WHAT TO PRODUCE:
Find the line that contains "Target — white ceiling". Output it and every line after it to the end of the records, exactly as they appear.

DATA SUPPLIED:
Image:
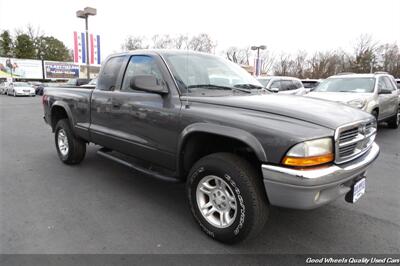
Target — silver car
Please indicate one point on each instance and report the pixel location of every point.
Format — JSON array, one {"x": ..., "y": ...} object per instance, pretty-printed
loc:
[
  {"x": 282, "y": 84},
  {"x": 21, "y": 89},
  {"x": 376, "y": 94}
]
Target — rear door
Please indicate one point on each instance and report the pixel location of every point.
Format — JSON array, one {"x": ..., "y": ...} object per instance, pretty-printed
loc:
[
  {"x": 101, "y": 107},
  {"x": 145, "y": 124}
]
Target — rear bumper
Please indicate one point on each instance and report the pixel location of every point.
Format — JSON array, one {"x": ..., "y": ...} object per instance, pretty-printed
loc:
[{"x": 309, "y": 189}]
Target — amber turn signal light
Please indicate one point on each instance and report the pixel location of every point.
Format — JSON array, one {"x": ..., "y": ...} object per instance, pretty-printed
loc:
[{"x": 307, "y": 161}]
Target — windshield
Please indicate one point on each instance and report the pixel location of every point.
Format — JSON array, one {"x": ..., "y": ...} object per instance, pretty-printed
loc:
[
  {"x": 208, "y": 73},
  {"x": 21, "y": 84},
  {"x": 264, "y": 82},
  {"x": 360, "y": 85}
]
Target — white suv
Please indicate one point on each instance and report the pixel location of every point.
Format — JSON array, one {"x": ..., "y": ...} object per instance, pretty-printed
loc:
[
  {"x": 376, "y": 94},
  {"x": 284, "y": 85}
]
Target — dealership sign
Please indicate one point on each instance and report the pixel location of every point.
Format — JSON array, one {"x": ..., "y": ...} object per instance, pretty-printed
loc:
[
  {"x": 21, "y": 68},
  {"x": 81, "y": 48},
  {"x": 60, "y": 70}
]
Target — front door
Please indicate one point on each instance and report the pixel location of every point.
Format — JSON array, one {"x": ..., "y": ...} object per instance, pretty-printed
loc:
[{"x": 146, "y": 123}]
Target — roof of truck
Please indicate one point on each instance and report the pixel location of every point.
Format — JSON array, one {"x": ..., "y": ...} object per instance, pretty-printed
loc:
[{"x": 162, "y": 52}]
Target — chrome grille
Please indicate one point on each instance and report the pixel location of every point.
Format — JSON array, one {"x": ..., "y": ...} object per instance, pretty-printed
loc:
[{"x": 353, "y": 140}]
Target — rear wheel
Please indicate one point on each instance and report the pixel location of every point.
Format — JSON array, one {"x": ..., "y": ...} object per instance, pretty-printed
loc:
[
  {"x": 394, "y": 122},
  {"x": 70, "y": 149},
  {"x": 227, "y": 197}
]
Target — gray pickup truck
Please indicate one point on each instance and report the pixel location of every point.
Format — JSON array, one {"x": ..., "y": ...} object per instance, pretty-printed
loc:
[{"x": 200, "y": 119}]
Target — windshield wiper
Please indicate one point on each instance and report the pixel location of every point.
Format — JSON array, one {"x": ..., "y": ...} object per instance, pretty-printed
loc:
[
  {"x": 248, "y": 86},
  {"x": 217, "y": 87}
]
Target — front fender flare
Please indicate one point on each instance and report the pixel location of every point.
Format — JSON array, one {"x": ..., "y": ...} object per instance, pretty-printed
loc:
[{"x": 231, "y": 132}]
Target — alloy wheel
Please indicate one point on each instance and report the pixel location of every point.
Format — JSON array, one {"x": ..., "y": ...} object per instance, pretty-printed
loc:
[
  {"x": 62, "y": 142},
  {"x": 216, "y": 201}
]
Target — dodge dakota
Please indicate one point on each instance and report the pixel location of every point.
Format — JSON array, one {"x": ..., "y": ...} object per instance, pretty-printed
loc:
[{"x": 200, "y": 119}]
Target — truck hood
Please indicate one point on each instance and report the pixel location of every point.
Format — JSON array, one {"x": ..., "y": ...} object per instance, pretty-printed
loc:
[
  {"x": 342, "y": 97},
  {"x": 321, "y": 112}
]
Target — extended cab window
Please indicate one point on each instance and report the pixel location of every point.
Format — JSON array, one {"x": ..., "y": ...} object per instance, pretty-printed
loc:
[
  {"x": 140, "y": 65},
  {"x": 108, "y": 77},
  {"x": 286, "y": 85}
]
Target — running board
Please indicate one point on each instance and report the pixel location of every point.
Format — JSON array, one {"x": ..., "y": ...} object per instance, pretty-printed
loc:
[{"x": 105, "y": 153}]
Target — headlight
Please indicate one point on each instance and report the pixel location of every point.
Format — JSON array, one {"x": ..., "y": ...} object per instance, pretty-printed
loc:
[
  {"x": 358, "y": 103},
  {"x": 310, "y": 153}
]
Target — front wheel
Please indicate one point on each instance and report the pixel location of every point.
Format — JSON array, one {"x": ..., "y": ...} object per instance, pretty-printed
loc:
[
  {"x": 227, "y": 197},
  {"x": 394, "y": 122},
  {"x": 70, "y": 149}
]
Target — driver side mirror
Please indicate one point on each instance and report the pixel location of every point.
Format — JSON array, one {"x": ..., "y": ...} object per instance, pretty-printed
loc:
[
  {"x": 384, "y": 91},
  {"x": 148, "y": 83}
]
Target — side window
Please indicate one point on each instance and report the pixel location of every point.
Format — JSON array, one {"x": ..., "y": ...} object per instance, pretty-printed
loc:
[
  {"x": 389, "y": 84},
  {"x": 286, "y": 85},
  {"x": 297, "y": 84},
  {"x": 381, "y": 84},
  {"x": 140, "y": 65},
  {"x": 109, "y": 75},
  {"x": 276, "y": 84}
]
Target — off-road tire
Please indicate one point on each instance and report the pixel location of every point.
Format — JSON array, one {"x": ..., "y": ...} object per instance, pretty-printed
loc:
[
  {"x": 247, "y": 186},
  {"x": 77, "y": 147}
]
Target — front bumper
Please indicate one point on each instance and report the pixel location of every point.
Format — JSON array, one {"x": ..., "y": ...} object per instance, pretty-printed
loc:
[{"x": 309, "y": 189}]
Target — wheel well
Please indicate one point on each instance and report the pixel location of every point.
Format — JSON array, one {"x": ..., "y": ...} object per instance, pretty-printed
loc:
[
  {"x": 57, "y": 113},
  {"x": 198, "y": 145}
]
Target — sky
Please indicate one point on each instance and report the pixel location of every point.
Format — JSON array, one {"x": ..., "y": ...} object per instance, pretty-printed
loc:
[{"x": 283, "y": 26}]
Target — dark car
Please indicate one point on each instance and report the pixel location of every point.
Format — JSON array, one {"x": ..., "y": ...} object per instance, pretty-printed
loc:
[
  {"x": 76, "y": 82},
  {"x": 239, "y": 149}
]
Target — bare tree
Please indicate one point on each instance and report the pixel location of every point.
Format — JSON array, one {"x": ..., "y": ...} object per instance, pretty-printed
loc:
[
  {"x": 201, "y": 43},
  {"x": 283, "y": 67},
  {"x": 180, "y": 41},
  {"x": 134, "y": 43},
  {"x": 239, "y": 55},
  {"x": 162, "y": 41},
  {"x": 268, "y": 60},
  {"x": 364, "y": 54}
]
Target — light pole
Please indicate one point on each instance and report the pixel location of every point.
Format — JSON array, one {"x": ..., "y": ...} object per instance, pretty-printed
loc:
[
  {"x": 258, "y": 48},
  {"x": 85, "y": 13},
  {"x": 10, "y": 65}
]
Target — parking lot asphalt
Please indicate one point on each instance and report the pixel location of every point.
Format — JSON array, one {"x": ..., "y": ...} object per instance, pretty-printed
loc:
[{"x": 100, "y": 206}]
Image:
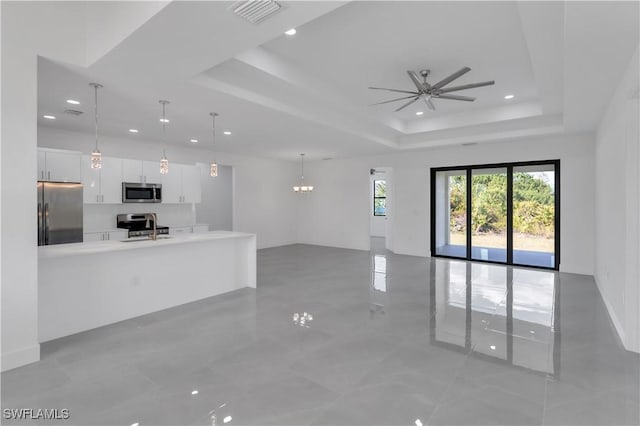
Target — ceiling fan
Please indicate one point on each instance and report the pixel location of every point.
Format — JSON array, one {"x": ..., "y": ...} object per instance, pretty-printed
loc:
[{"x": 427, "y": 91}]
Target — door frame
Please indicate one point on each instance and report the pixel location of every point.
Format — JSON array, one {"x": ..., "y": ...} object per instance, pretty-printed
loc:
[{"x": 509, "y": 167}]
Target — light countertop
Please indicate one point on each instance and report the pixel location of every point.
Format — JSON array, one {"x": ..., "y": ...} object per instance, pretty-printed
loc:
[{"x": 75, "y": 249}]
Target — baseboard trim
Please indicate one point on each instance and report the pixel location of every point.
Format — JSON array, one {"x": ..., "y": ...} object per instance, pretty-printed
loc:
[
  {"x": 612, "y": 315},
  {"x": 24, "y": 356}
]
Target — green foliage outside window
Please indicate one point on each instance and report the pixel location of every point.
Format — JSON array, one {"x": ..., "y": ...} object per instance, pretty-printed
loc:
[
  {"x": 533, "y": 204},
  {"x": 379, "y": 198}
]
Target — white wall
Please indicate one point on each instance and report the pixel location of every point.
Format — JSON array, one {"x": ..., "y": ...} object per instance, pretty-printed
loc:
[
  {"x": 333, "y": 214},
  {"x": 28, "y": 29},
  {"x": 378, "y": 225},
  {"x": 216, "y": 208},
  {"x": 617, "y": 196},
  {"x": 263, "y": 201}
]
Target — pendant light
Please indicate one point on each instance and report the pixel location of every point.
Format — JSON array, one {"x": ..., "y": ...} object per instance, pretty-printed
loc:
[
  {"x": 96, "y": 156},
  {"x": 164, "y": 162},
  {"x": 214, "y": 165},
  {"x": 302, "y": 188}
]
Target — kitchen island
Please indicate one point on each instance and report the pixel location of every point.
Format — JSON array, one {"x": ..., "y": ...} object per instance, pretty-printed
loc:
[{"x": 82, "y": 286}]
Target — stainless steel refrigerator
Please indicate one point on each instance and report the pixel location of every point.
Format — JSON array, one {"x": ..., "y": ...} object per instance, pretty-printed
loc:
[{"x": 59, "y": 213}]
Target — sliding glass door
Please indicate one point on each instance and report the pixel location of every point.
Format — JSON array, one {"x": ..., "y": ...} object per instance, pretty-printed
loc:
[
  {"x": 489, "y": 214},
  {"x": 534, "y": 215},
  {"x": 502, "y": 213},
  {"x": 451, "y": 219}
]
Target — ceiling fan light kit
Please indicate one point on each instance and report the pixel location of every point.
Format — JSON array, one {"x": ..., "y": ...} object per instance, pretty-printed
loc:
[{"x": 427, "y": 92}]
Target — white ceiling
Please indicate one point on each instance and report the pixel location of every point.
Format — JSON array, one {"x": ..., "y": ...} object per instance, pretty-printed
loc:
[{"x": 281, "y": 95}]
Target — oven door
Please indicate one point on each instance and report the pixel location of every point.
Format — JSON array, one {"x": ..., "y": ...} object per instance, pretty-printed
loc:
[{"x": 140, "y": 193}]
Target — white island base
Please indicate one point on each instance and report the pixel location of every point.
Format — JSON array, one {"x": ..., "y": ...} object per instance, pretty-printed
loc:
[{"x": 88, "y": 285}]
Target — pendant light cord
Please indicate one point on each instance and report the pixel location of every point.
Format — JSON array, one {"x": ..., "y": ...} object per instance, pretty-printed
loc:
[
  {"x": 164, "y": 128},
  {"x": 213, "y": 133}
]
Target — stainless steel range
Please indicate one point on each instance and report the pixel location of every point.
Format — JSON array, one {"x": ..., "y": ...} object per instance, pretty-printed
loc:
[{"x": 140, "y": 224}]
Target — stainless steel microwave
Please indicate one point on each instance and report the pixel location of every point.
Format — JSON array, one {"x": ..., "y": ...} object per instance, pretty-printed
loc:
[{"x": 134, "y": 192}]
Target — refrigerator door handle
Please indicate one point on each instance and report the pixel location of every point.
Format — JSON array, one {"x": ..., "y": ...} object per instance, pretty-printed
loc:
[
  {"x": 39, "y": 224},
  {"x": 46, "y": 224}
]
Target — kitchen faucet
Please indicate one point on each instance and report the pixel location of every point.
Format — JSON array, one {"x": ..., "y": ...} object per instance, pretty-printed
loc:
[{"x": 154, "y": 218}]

TASK OUTPUT:
Target — white ceiling
Please indicate one point on each instance and report the pixel location of every point.
Format — JSON array, one {"x": ..., "y": ...} object per instance, pretty-printed
loc:
[{"x": 281, "y": 95}]
Target — oven door
Please indicate one point on each instance and report the pixel location of every point.
Format — JSON array, one {"x": ..., "y": ...} object per instance, pretty-printed
loc:
[{"x": 140, "y": 193}]
Target — white island base
Please indicate one point on each instance and report the pixel location of every point.
Format — JSON array, one {"x": ..., "y": ...} object per instance, pretty-printed
loc:
[{"x": 88, "y": 285}]
Target — pendant light cord
Please indicate one point on each instance and report the pixel location of every point.
Format — JSON array, one {"x": ..., "y": ...} object per instance, pretty-printed
loc:
[
  {"x": 164, "y": 128},
  {"x": 213, "y": 133}
]
Target — stainless steel range
Please indicate one point on each instance and report the pixel location of every point.
Format — JSON array, one {"x": ..., "y": ...} object per instance, pretty-printed
loc:
[{"x": 140, "y": 224}]
Target — stainless steel microwave
Please indicate one point on each instance and report the pixel location of every point.
Format — JSON array, one {"x": ..., "y": ...} object per instance, pretty-printed
loc:
[{"x": 134, "y": 192}]
Target — refrigerator door handle
Please indicate one point on each instance and report the pixel location of every point.
Format — JSON array, one {"x": ..., "y": ...} object per instance, pretty-printed
loc:
[
  {"x": 39, "y": 224},
  {"x": 46, "y": 224}
]
Target — kitchen faucet
Please indicate one point on each instance and report the pixel location of every point.
Format — JSON array, one {"x": ..., "y": ...} object per instance, pretty-printed
loc:
[{"x": 154, "y": 218}]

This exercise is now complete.